GIVEN PROBLEM:
What follows is a set of records; repeat all of them exactly.

ROWS:
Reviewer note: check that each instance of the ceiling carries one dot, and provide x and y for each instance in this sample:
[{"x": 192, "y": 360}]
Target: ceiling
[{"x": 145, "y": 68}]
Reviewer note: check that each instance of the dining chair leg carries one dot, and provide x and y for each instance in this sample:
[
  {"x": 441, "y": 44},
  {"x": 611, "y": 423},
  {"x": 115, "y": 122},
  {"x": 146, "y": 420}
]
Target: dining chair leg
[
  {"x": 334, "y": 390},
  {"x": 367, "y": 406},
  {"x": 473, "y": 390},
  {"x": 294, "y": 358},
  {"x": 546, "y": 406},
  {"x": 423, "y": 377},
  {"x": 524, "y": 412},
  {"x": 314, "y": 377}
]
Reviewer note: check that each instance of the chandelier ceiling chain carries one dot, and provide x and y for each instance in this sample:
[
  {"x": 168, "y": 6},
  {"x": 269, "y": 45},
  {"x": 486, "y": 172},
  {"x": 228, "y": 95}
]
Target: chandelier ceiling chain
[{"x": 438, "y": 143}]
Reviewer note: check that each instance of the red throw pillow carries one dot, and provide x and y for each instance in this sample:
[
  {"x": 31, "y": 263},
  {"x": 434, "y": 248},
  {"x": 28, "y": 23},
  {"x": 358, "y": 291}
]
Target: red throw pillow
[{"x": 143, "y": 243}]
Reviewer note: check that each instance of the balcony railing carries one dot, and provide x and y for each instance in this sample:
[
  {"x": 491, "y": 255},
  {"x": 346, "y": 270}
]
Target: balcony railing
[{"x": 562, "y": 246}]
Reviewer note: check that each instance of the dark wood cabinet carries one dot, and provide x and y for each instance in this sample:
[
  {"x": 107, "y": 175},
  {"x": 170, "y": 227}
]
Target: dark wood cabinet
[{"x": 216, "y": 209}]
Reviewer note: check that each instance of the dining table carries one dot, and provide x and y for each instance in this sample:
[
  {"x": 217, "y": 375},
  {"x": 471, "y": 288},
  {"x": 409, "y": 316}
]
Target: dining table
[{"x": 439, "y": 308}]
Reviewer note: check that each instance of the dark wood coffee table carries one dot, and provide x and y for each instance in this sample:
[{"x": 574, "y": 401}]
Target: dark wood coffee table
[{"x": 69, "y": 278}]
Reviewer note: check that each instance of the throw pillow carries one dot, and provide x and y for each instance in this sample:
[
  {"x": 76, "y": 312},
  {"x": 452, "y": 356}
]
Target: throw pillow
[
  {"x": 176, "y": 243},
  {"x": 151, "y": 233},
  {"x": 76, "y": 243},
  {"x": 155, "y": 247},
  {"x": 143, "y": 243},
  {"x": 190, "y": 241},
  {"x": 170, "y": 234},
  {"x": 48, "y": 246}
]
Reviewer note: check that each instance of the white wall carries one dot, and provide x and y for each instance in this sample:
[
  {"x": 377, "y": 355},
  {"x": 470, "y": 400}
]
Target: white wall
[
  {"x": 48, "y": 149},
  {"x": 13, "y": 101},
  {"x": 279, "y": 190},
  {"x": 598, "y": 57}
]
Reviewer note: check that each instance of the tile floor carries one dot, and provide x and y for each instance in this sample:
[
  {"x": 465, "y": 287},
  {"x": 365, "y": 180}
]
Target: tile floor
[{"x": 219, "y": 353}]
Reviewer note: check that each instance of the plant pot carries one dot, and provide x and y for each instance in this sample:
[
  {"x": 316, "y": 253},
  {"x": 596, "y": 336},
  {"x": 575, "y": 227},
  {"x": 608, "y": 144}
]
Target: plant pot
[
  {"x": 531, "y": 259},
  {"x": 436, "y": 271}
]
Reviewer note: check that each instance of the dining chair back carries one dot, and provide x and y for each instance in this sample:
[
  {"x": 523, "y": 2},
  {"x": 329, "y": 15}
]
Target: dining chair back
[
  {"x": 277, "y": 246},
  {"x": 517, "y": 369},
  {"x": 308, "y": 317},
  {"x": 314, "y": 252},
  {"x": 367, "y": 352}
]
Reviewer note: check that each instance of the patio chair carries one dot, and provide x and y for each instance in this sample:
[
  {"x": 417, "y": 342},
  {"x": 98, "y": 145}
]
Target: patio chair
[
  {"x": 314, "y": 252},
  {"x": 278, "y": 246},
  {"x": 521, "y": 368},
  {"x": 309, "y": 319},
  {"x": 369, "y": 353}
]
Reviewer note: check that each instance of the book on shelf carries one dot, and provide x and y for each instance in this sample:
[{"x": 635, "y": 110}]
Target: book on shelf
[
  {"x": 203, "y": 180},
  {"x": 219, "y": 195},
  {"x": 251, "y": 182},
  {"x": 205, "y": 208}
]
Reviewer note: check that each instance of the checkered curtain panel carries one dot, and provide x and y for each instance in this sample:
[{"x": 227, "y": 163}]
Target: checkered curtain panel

EXERCISE RESULT:
Reviewer note: check that each instance of the ceiling carries one dot, and provide x and y for each instance in this sample:
[{"x": 192, "y": 360}]
Target: ceiling
[{"x": 145, "y": 68}]
Reviewer note: check that each instance of the dining chair leg carries one dot, and provide x and y for each instance in this sample:
[
  {"x": 441, "y": 44},
  {"x": 611, "y": 423},
  {"x": 115, "y": 122},
  {"x": 146, "y": 420}
]
Target: dining chair leg
[
  {"x": 334, "y": 390},
  {"x": 367, "y": 406},
  {"x": 473, "y": 390},
  {"x": 294, "y": 358},
  {"x": 546, "y": 406},
  {"x": 423, "y": 377},
  {"x": 524, "y": 412},
  {"x": 314, "y": 377}
]
Reviewer note: check that each instance of the chandelier ceiling chain carries one dot, and provide x and y for each instance in this sample:
[
  {"x": 168, "y": 6},
  {"x": 269, "y": 45},
  {"x": 486, "y": 172},
  {"x": 228, "y": 95}
]
Target: chandelier ceiling chain
[{"x": 438, "y": 143}]
Reviewer note: check that each instance of the red throw pillow carries one dot, and provide x and y for each instance in this sample:
[
  {"x": 31, "y": 263},
  {"x": 434, "y": 248},
  {"x": 28, "y": 23},
  {"x": 358, "y": 291}
]
Target: red throw pillow
[{"x": 143, "y": 243}]
Reviewer note: check that each instance of the balcony railing carries one dot, and provide x and y for each instance in this sample:
[
  {"x": 491, "y": 255},
  {"x": 346, "y": 270}
]
Target: balcony railing
[{"x": 562, "y": 246}]
Reviewer note: check that each instance of the dark wood cabinet carries one dot, and provide x and y for each instance in this sample:
[
  {"x": 107, "y": 175},
  {"x": 170, "y": 227}
]
Target: dark wood cabinet
[{"x": 216, "y": 209}]
Reviewer note: check that each instance of the dining table carries one dot, and provide x and y for each instance in this sample:
[
  {"x": 217, "y": 375},
  {"x": 471, "y": 288},
  {"x": 409, "y": 316}
]
Target: dining table
[{"x": 439, "y": 308}]
Reviewer note: check that each instance of the dark wood coffee table carries one dot, and provide x and y for each instance in this sample:
[{"x": 574, "y": 401}]
Target: dark wood coffee table
[{"x": 69, "y": 278}]
Reviewer note: check that each instance of the throw pillow carries one dot, and provide x and y for each instance in this sample:
[
  {"x": 76, "y": 312},
  {"x": 452, "y": 356}
]
Target: throw pillow
[
  {"x": 176, "y": 243},
  {"x": 151, "y": 233},
  {"x": 76, "y": 243},
  {"x": 155, "y": 247},
  {"x": 143, "y": 243},
  {"x": 190, "y": 241},
  {"x": 170, "y": 234},
  {"x": 48, "y": 246}
]
Reviewer note: check that each instance of the white wall carries one dot, and provide x and y for each instance in this sample:
[
  {"x": 377, "y": 355},
  {"x": 470, "y": 400}
]
Target: white wall
[
  {"x": 48, "y": 149},
  {"x": 13, "y": 101},
  {"x": 279, "y": 190},
  {"x": 598, "y": 57}
]
Reviewer note: check that each instance of the tile floor carries one dot, and provide x and y for each instance in this sample:
[
  {"x": 465, "y": 287},
  {"x": 365, "y": 180}
]
Target: tile floor
[{"x": 219, "y": 353}]
Reviewer note: check that each instance of the plant pot carries one dot, and provide x and y for each instance in this sample:
[
  {"x": 316, "y": 253},
  {"x": 596, "y": 336},
  {"x": 575, "y": 227},
  {"x": 608, "y": 144}
]
Target: plant pot
[
  {"x": 531, "y": 259},
  {"x": 436, "y": 271}
]
Reviewer note: check that each instance of the dining chair back carries one dot, and provide x and y for each instance in this sample:
[
  {"x": 523, "y": 2},
  {"x": 329, "y": 15}
]
Target: dining chair back
[
  {"x": 277, "y": 246},
  {"x": 517, "y": 369},
  {"x": 308, "y": 317},
  {"x": 314, "y": 252},
  {"x": 367, "y": 352}
]
Reviewer note: check that each instance of the patio chair carries one dot, and provide x and y for each instance in this sample:
[
  {"x": 417, "y": 342},
  {"x": 98, "y": 145}
]
Target: patio chair
[
  {"x": 314, "y": 252},
  {"x": 278, "y": 246},
  {"x": 521, "y": 368},
  {"x": 309, "y": 319},
  {"x": 369, "y": 353}
]
Reviewer note: check that each instance of the book on shelf carries one dot, and provide x and y for each instance in this sample:
[{"x": 635, "y": 110}]
Target: book on shelf
[
  {"x": 203, "y": 180},
  {"x": 219, "y": 195},
  {"x": 251, "y": 182},
  {"x": 205, "y": 208}
]
Reviewer note: check that each instance of the checkered curtain panel carries one dot, and provide x and y for each instance in this sample:
[{"x": 227, "y": 163}]
Target: checkered curtain panel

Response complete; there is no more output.